### Task
Rewrite the passage of the debate about God and logical possibility that begins at the words "And again, is" and stops after "power over existence?", substituting "thinking being" for "sentient agent".

### Page excerpt
I am saying that their conception of God is logically inconsistent, and cannot exist. But I am also saying that something which has some of its characteristics could exist.
So what do you think are the base characteristics that would allow God to exist and still qualify as a God?
I am not saying this. Unlike Augustine, I have the benefit of the past 500 years of science and philosophy to help me. No modern philosopher can be compared to Augustine for this reason. It's not a level playing field.
I don't see how science affects Augustine's arguments at all. As I seem to remember he proposed something along the lines of evolution in any case didn't he?
If they are physically impossible then they are logically impossible with regard to actual realities that really exist. If something cannot physically exist, then it cannot exist in our world.
If God is defined as creator of the world then he must be ontologically
prior to the world.
So in creating the universe God cannot have been bound to what is possible in that Universe. That does not make a shred of sense.
God could define what is possible. Could define a physics to allow perpetual motion machines or anything he pleased.
Logically possible and physically possible are two different things.
No, it really is impossible. A good example is the Wollemi Pine, which against all the odds has survived since 93 mya. But it survived not by adapting but by being in exactly the right place and avoiding death by perpetual coppicing. It evolved when Gondwanaland was on top of the south pole, in conditions of almost permanent twilight. When Australia drifted north and got hotter/brighter it was wiped out by faster-adapting true pines and flowering trees. But in two deep gorges with very low light levels it has hung on, not by apadting but by sending up more and more trunks from the same root system and not giving up its place on the gorge floor. When individuals in a species opt for near-immortality as a survival strategy then all evolution must grind to a halt. The wollemi's are dinsousaur food. The point is that it is a logically entailed by this strategy that evolution is halted. You cannot be immortal and genetically adaptive. These things are logically incompatible, not just physically impossible.
Let me repeat - the fact that it does not happen in our case does not make it impossible.
In the case of our biology adaption depends on replication. Adaptation happens when errors occur in the copying mechanism and the consequent physical change provides an advantage.
Is it really impossible to conceive that if there is life elsewhere in the universe it does not depend on DNA?
Again, was God limited to one particular biology when he created the Universe? If so then what was it that defined the biology he was limited to?
Does adaptation logically have to depend on replication error? Can you show that the idea of a physiology of adaptation without replication is contradictory?
And again, is adaptation really necessary for the creation of a sentient agent? Is trial and error the only tool available to a being with all power over existence?
If God could have nudged evolution he could have created a human being from scratch. Or any other kind of being. Or any kind of universe.
Or he would not be God.
No, the natural processes are the natural processes. I never said they were God.
You appear to be saying that God is logically bound to what is possible within those natural processes. For example that God had to use genetic mutation and natural selection to create a sentient being.
If God is defined by the natural processes, then they are ontologically prior to God and by definition it is those processes that are God.

### Source data
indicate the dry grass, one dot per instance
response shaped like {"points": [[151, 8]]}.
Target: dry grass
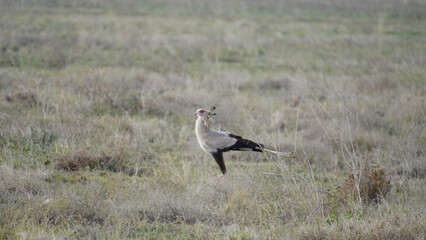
{"points": [[96, 119]]}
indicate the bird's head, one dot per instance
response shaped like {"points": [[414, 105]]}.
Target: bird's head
{"points": [[204, 113]]}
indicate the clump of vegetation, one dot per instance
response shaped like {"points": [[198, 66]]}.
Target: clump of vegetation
{"points": [[27, 98], [369, 186], [116, 159]]}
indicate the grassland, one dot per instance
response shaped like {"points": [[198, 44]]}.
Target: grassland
{"points": [[96, 119]]}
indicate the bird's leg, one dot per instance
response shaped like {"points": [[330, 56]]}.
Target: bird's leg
{"points": [[221, 176]]}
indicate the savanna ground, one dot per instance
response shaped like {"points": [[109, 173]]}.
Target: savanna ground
{"points": [[96, 119]]}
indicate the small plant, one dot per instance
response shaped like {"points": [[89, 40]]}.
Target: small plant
{"points": [[371, 186]]}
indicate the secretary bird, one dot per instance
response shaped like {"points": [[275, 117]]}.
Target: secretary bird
{"points": [[218, 142]]}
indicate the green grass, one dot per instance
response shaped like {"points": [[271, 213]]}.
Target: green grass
{"points": [[96, 119]]}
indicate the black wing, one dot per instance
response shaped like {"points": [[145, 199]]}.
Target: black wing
{"points": [[218, 156]]}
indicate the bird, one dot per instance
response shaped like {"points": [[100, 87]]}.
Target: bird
{"points": [[217, 142]]}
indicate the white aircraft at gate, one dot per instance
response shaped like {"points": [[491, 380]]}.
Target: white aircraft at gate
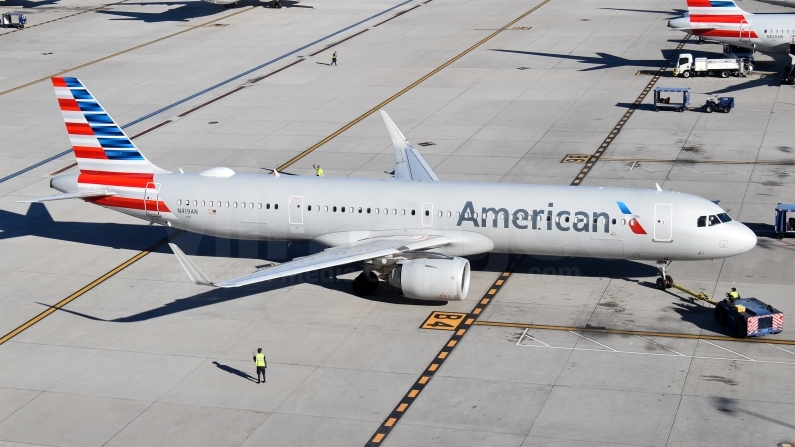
{"points": [[411, 232]]}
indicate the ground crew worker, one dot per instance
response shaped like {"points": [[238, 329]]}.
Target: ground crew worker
{"points": [[259, 360]]}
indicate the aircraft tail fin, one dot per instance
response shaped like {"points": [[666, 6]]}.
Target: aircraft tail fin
{"points": [[99, 144], [409, 164], [725, 11]]}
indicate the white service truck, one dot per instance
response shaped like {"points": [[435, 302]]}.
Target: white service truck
{"points": [[687, 66]]}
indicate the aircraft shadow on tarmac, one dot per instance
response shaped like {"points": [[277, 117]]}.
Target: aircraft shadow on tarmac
{"points": [[184, 10], [234, 371], [673, 12], [26, 4], [601, 61]]}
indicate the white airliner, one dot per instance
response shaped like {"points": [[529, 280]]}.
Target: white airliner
{"points": [[411, 232], [723, 21]]}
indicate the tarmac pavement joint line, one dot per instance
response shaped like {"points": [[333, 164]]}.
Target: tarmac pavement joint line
{"points": [[123, 51], [402, 92], [624, 118], [463, 326], [87, 288], [64, 17]]}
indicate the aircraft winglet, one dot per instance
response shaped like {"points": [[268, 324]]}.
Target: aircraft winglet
{"points": [[193, 272], [409, 164]]}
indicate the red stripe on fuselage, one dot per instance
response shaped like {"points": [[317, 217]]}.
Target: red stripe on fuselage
{"points": [[79, 129], [717, 18], [133, 204], [127, 179], [69, 105], [89, 152], [726, 33]]}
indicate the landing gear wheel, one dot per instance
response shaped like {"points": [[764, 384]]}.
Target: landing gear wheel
{"points": [[362, 286], [664, 281], [720, 314]]}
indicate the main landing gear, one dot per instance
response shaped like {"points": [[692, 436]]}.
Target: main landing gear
{"points": [[664, 281], [365, 283]]}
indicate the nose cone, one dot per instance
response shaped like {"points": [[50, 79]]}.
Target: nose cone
{"points": [[681, 23], [746, 239]]}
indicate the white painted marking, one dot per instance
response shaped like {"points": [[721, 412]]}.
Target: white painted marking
{"points": [[786, 350], [660, 346]]}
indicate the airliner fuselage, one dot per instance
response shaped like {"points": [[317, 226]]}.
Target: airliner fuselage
{"points": [[482, 217]]}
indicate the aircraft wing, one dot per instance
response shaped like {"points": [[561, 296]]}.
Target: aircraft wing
{"points": [[69, 195], [360, 251], [409, 164]]}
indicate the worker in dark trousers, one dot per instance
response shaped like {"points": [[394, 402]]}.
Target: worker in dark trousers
{"points": [[259, 360]]}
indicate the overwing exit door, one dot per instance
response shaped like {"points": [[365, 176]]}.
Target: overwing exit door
{"points": [[663, 215], [427, 214], [152, 199], [296, 210]]}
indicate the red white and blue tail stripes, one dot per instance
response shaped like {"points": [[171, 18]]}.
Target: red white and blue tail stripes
{"points": [[98, 142], [106, 157], [719, 18]]}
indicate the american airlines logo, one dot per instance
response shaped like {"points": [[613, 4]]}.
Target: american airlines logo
{"points": [[579, 221]]}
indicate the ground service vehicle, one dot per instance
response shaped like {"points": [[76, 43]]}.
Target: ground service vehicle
{"points": [[686, 66], [785, 225], [749, 317], [725, 104], [663, 101]]}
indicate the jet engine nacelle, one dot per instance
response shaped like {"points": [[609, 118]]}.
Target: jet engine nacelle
{"points": [[433, 279]]}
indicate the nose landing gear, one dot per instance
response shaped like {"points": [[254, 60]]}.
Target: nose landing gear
{"points": [[665, 281]]}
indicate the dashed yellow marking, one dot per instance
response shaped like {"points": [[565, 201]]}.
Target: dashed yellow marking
{"points": [[445, 321]]}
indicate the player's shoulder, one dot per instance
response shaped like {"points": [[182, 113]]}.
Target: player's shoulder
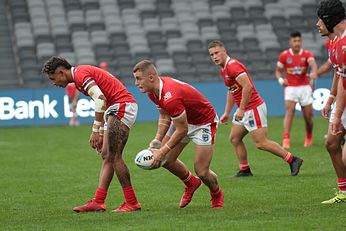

### Written reply
And again, is adaptation really necessary for the creation of a thinking being? Is trial and error the only tool available to a being with all power over existence?